_简短题目:_
请逐字誊录下方关于 Python 条件表达式与数据结构的节选中的一段：以含有“tuple(range(10))”的字句开头，至“list() 或 list(iterable)”结束。

_节选原文:_
● ● ● ● ● ● ●
条件表达式也称三元运算符(ternary operator):

cmp = "2 > 1" if 2 > 1 else "2 < 1"
cmp

'2 > 1'

第14、15行均使用了条件表达式：

print("猜大了~", end="") if guess > x else print("猜小了~", end="")
print(f"还有{n-i-1}次机会，再猜猜看：") if i + 1 < n else print("")

猜小了~

数据结构

range
list(列表)
tuple(元组)
set(集合)
dict(字典)

range

第8行中有一个range()函数，返回值是一个range对象，属于Python的基本序列类型，另外两个是list和tuple。range(n)包含[0,n-1]范围内所有整数。range(start, stop[, step])

range(10)

range(0, 10)

type(range(10))

range

tuple(range(10))

(0, 1, 2, 3, 4, 5, 6, 7, 8, 9)

列表list

列表是可变序列，通常用于存放同类项目的集合

使用一对方括号来表示空列表: []
使用方括号，其中的项以逗号分隔: [a], [a, b, c]
使用列表推导式: [x for x in iterable]
使用类型的构造器: list() 或 list(iterable)

harry_potter = [
    "魔法石",
    "密室",
    "阿兹卡班囚徒",
    "火焰杯",
    "凤凰社",
    "混血王子",
    "死亡圣器",
    "被诅咒的孩子",
]

harry_potter

['魔法石', '密室', '阿兹卡班囚徒', '火焰杯', '凤凰社', '混血王子', '死亡圣器', '被诅咒的孩子']

type(harry_potter)

list

len(harry_potter)

8

harry_potter.index("凤凰社")

4

harry_potter[4]

'凤凰社'

harry_potter.pop()
● ● ● ● ● ● ●
数据条目:
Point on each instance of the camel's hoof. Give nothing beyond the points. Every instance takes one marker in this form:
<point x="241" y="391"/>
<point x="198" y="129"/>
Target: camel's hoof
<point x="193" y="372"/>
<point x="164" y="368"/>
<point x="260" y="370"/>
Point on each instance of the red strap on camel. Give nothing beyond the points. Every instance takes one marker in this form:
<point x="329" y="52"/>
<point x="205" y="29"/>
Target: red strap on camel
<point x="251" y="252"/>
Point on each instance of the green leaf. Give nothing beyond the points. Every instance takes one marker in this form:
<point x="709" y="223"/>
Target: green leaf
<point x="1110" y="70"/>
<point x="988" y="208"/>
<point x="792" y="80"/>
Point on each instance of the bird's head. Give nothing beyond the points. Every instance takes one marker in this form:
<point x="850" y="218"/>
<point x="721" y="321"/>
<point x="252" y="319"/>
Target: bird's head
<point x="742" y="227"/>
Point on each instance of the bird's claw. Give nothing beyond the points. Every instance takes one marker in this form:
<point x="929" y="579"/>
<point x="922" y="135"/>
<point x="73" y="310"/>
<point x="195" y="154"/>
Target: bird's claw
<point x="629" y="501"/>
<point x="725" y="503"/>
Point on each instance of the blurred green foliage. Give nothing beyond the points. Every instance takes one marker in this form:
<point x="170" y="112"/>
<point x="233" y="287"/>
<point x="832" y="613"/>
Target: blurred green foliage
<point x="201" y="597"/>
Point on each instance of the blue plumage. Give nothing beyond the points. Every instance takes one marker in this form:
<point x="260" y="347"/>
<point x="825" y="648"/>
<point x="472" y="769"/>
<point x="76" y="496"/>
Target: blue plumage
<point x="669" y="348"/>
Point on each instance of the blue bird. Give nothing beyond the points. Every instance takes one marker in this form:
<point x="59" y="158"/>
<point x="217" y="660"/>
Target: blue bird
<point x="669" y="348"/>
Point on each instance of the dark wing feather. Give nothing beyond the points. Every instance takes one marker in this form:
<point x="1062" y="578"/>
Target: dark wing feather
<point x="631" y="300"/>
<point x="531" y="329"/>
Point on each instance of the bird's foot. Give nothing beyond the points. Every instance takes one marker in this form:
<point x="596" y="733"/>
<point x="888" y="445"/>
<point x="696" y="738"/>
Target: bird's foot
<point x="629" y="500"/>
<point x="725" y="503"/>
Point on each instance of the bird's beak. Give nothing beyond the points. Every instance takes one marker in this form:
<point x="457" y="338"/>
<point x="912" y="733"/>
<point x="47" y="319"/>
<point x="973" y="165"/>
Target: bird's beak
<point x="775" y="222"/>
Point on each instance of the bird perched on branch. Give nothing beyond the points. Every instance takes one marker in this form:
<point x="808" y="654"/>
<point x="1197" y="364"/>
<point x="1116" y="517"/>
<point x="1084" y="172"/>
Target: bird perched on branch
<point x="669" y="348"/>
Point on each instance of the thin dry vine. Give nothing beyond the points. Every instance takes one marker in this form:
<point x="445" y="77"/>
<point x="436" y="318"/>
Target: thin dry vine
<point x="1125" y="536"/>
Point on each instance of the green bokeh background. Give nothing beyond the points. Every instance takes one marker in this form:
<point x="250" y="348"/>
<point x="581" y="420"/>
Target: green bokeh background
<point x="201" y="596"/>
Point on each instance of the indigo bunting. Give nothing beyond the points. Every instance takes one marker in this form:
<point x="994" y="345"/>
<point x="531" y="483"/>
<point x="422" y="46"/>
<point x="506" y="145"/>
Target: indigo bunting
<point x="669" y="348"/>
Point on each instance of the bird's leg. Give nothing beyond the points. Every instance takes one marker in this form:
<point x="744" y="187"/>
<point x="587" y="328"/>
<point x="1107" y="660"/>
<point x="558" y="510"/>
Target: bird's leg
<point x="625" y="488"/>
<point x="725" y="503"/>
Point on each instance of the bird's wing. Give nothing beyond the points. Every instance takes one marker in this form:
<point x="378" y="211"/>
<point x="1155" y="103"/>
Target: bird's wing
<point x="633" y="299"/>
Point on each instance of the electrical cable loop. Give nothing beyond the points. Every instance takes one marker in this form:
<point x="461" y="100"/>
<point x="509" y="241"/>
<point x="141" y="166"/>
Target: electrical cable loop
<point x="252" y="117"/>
● ● ● ● ● ● ●
_题目解答:_
tuple(range(10))

(0, 1, 2, 3, 4, 5, 6, 7, 8, 9)

列表list

列表是可变序列，通常用于存放同类项目的集合

使用一对方括号来表示空列表: []
使用方括号，其中的项以逗号分隔: [a], [a, b, c]
使用列表推导式: [x for x in iterable]
使用类型的构造器: list() 或 list(iterable)